Exercise objective:
Give back exactly the line containing "Query: stainless steel microwave" together with all the lines after it, ending at the final line below.

Data supplied:
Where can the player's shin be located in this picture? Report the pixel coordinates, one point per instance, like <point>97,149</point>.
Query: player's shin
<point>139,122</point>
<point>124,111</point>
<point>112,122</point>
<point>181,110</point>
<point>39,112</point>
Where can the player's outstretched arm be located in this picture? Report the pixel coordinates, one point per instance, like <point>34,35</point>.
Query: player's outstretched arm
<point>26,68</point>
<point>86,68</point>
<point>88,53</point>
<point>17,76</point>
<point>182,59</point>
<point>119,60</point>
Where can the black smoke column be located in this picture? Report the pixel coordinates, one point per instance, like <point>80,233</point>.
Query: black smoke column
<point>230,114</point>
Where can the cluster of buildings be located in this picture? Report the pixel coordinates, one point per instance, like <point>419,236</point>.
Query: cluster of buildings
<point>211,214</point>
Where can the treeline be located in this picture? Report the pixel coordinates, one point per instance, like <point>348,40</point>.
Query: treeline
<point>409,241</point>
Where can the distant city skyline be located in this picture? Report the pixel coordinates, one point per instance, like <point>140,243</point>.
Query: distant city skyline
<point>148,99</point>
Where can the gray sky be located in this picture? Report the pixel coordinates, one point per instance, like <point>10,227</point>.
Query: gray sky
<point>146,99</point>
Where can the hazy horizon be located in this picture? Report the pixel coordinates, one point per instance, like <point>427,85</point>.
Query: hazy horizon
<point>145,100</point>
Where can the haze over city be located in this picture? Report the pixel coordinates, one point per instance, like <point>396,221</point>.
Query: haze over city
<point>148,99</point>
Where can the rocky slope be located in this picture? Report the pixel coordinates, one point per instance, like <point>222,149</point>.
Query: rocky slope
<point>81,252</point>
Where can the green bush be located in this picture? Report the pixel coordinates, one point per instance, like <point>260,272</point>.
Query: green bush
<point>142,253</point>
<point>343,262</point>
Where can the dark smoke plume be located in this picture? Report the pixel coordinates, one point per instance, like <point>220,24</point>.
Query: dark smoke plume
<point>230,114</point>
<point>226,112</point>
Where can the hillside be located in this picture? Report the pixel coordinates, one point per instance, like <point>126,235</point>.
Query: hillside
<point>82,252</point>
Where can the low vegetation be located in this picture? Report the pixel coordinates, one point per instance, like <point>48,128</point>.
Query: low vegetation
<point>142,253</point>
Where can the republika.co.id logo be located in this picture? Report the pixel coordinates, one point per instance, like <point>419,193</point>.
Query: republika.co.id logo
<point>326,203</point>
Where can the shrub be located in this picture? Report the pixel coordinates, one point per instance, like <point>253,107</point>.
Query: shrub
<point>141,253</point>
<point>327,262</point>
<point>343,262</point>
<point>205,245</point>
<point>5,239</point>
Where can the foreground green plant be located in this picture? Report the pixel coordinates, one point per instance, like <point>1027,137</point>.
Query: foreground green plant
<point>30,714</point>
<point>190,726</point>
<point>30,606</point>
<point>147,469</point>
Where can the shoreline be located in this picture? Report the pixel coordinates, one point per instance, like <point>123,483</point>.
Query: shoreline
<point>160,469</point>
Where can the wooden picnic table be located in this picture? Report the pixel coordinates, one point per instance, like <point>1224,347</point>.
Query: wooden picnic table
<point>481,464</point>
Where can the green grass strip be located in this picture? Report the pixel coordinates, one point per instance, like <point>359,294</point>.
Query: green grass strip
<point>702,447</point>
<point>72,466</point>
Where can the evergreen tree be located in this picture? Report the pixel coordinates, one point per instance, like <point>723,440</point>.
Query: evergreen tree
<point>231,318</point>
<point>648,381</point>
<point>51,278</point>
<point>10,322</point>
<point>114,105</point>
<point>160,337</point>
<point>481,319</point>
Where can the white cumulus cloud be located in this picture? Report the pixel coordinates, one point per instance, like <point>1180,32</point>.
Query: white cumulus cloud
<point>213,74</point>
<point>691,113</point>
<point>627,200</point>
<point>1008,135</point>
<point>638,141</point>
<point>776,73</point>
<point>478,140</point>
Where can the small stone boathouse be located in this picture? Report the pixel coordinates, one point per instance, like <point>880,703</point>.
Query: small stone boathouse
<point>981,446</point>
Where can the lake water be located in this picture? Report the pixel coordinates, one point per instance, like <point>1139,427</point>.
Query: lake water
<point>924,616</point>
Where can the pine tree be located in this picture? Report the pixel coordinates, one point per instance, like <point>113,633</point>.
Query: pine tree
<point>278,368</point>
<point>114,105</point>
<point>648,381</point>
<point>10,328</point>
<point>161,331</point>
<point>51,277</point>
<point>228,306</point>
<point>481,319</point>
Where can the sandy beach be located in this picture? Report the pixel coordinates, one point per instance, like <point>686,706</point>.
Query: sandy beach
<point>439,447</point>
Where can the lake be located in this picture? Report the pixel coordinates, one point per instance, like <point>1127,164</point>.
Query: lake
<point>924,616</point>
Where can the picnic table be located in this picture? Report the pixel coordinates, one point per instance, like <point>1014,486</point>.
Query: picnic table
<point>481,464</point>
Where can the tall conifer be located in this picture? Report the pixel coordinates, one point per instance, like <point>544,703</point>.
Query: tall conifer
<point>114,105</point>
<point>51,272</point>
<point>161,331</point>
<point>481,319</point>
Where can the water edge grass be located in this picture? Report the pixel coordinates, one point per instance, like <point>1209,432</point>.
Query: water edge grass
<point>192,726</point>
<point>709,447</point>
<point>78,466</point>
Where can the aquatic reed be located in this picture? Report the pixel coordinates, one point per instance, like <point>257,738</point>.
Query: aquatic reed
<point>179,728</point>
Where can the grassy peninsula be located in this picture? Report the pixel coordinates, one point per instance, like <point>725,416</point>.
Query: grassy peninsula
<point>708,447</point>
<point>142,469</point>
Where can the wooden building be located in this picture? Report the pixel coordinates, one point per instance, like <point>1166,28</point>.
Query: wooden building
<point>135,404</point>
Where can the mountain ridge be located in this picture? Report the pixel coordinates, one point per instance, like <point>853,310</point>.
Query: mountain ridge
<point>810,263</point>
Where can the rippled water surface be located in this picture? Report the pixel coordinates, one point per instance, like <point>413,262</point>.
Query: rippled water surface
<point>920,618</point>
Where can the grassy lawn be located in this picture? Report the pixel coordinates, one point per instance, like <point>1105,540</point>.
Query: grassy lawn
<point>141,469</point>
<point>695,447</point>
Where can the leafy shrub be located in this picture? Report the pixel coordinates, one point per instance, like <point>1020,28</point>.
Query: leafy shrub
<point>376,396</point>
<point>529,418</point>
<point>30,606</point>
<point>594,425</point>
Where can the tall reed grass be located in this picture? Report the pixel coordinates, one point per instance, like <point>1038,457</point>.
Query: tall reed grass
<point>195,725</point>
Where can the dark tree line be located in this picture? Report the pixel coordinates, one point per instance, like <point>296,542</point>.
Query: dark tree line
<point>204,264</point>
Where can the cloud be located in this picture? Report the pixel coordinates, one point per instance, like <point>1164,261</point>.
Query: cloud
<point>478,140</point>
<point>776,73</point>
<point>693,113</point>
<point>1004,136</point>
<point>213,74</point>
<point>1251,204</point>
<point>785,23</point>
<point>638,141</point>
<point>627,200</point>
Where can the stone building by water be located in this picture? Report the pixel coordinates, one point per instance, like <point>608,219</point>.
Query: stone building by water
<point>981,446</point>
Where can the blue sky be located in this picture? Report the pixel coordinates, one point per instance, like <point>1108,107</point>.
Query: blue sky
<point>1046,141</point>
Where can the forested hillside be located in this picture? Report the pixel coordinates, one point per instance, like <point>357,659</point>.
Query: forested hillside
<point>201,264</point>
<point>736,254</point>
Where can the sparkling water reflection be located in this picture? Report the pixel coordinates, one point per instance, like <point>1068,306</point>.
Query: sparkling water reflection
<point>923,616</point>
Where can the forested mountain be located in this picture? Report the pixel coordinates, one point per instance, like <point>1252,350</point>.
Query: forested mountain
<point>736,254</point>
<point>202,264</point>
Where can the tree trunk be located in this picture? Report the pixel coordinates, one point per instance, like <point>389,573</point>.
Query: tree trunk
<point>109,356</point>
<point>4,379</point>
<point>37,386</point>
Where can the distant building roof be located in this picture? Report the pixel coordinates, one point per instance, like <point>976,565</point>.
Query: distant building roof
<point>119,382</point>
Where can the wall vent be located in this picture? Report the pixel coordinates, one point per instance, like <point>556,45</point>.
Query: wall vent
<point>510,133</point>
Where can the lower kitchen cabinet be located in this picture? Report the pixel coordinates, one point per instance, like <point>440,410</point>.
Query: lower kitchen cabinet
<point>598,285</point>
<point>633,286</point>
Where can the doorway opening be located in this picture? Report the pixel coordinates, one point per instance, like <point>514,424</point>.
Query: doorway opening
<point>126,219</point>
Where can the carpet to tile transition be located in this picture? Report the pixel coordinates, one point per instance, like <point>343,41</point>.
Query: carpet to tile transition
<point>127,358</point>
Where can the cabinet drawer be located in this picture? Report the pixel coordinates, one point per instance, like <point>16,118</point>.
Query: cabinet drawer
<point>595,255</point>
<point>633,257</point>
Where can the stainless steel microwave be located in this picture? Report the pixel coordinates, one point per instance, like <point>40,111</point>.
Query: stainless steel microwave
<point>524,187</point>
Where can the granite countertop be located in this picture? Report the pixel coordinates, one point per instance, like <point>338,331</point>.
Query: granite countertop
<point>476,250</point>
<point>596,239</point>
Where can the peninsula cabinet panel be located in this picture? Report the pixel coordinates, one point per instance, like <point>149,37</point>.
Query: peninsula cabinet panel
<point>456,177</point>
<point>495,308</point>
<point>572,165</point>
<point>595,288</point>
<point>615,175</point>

Answer:
Query: stainless steel microwave
<point>524,187</point>
Where can the granite countertop be located in this picture? Report the pixel coordinates, one point per instance, like <point>338,331</point>.
Query: granite countertop
<point>476,250</point>
<point>596,239</point>
Where can the peninsula cabinet panel be located in this picture? Report the pixel coordinates, one point per instance, like <point>149,37</point>.
Query: peninsula cabinet panel
<point>456,177</point>
<point>495,308</point>
<point>572,165</point>
<point>595,288</point>
<point>615,175</point>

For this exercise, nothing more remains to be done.